*PASSAGE TO READ*:
Pi in the sky: Seven tips for finding the single board computer of your dreams

2022-07-03: Updated for AtomicPi

Raspberry Pi boards have been intermittently available this year. They’re still very useful, but your odds of going into a retailer and picking up a few at list price are about as good as Ethereum hitting $5k this month. In other words, don’t hold your breath.

That being said, this type of single board computer is not completely unobtainable, even in today’s supply-chain-constrained market. Here are seven tips for finding the SBC of your dreams. 

1. Check local retailers

This is a long shot, but for some people in some regions, it may still work. My local shop, Central Computers in Silicon Valley, has had them intermittently for a couple of months at reasonable prices. 

2. Check official distributors 

You can find sellers of the Pi boards on the official Raspberry Pi website. Stock may vary from day to day, and preorders may be possible, so check early and often if you’re pursuing this option. 

3. Check Amazon

Right now, I see a number of shippable Pi 4 boards in 4GB and 8Gb on Amazon. They’re pricey, with the 4GB board around $144 and the 8GB board around $195. But if you have to have it for work, or if you’ve found a way to profit majorly from using one of these boards, it may be the way to go.

*TO DO*:
[A] In the article on finding single board computers, what is the name of the author's local shop?
[B] List every numbered tip heading in the single board computer article.
[C] Write the next part of the article on finding a single board computer, picking up right after its final sentence.

*RECORDS*:
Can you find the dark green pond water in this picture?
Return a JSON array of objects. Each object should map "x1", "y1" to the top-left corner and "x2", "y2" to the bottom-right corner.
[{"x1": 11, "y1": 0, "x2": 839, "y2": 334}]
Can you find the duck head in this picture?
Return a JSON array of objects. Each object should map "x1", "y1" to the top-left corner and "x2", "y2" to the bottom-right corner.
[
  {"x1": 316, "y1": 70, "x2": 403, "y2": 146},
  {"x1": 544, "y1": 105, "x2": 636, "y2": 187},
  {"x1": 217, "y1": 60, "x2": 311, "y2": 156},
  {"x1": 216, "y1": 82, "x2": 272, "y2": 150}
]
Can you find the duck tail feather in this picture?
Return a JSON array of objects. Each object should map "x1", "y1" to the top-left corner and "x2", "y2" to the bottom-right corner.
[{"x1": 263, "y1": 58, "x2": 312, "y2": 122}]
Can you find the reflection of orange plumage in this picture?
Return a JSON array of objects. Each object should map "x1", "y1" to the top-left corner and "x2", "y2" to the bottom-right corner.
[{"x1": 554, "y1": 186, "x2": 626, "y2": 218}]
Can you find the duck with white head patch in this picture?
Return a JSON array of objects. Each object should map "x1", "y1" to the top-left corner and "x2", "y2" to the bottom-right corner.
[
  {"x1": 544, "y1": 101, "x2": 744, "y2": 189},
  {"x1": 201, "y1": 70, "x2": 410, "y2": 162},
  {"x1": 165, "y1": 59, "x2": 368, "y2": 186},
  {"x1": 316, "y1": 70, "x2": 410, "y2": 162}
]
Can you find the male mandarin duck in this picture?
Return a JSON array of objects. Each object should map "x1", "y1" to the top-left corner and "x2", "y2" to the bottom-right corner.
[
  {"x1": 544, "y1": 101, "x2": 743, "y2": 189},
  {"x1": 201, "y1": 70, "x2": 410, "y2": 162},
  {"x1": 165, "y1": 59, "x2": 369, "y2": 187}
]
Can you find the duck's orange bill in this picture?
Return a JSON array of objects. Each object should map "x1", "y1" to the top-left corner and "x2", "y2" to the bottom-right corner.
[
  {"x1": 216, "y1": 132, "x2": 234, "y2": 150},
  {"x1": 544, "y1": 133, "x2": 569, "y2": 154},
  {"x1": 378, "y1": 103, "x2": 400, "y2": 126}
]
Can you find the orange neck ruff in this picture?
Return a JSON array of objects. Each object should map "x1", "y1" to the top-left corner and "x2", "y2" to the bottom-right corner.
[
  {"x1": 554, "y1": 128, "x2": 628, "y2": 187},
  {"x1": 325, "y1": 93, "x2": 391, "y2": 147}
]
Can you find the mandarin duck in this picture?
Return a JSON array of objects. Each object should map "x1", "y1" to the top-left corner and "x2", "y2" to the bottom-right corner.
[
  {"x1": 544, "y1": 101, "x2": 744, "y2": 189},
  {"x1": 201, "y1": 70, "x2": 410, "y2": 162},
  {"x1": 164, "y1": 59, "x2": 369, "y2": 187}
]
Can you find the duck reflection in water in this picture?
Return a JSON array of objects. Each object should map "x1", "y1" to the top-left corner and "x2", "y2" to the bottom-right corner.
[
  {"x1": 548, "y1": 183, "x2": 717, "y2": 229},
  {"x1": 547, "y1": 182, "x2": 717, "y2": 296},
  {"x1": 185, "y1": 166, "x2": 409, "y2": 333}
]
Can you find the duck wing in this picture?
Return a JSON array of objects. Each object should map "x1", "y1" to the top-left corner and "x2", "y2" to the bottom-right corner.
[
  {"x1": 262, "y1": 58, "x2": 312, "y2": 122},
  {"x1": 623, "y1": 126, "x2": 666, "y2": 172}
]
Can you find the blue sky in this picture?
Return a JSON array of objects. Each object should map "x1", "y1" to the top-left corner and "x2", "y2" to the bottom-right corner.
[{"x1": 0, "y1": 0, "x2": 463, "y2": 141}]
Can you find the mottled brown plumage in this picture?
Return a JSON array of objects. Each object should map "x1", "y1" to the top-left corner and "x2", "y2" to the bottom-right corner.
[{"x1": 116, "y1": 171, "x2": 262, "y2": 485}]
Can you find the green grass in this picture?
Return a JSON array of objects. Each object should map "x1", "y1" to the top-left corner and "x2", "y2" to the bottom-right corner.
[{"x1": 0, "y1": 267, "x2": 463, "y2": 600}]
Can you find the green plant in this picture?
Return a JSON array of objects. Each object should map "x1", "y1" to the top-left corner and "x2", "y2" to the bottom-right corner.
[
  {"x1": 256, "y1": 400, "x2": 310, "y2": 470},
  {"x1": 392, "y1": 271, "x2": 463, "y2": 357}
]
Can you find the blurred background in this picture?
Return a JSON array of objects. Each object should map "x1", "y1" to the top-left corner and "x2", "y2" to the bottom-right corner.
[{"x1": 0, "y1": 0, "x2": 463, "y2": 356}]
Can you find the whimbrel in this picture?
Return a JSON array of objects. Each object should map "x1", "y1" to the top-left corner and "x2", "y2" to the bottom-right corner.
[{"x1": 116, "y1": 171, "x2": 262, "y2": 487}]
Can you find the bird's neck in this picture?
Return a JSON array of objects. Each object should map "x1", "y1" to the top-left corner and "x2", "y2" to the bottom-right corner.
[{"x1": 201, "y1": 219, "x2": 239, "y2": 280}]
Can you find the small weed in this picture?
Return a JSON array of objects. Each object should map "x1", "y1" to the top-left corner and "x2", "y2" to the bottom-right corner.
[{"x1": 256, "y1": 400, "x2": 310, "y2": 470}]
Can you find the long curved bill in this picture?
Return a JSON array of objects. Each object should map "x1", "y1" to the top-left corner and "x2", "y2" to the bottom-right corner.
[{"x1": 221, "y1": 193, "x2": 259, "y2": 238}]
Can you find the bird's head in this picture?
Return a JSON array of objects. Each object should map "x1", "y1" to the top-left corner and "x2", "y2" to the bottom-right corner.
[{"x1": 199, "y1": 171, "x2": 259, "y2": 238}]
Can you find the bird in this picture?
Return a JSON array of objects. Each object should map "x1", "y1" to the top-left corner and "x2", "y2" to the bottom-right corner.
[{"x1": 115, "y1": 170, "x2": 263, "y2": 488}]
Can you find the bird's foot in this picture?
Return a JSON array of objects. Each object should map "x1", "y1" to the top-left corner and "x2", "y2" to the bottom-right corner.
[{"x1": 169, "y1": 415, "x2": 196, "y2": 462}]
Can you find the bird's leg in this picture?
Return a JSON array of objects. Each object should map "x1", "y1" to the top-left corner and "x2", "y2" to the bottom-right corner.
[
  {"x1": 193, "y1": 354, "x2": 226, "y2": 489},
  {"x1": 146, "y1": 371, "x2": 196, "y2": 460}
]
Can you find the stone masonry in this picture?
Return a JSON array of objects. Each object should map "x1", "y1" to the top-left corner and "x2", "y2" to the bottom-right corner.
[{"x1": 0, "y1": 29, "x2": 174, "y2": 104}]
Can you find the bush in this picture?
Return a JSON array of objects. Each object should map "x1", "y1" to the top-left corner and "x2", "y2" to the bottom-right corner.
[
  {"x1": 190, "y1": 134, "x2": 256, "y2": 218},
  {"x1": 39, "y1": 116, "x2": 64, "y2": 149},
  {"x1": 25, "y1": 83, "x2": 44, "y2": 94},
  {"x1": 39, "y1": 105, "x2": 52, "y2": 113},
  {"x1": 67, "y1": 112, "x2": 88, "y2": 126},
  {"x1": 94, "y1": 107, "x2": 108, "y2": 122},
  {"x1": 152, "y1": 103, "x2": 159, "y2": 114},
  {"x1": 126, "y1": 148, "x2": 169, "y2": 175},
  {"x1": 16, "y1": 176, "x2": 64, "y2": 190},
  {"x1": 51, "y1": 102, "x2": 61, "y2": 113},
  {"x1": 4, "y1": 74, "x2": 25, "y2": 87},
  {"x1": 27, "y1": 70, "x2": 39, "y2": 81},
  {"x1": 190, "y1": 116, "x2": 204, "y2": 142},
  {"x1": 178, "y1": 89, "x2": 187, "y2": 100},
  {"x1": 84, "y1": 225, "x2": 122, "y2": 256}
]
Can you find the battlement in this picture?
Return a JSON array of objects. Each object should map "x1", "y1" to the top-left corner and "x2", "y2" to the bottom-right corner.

*PER-TASK OUTPUTS*:
[A] Central Computers in Silicon Valley.

[B] Check local retailers; Check official distributors; Check Amazon

[C]
4. Consider kits

You may be thinking “I don’t need a power supply, a microSD card, a case, and all the other stuff,” but even when backorders weren’t considered, I saw starter kits with the Pi 4 board available in quantity at the above options. Right now, my local shop has the Okdo starter kit with the 8GB board for $160, limit one per customer. The bare board is $90 but out of stock, as are all of the standalone boards. So if you need access to a board soon (hopefully with someone else footing the bill), this is a very viable option. 

5. Can I interest you in a Pi400?

The Raspberry Pi 400 computer is a Pi 4b equivalent in a different form factor. The board should have the same performance as a 4GB Pi4b, and even when boards and kits were unavailable, the Pi 400 was readily available in a standalone unit at about $80 or a kit with power adapter for $110. Prices on Amazon are a bit higher (like $120 for the standalone or $180 for the kit), but still lower than the 4GB standalone board mentioned at Amazon above.  

You won’t be able to use your Pi cases or enclosures with the Pi 400, since it’s wider, but you can consider building your own stand or looking on Thingiverse and the like for 3d-printable enclosures for these boards. 

See Jeff Geerling’s “Raspberry Pi 400 Teardown” blog post and video to see what’s inside and how you might be able to repurpose the board for your needs. 

6. Check your local marketplaces for new or used boards

You may find some boards locally on Craigslist, Facebook Marketplace, Nextdoor, or the like. eBay is also an option, but it may or may not be local. As I write this post, I see boards in my extended area from $200-325 on Craigslist, and surprisingly $120 and up on Facebook. Someone is selling a complete 8-node cluster, including 6 8GB and 2 2GB boards (and power supply, network switch, tower case, etc) for $1000, which is pretty reasonable for the current market.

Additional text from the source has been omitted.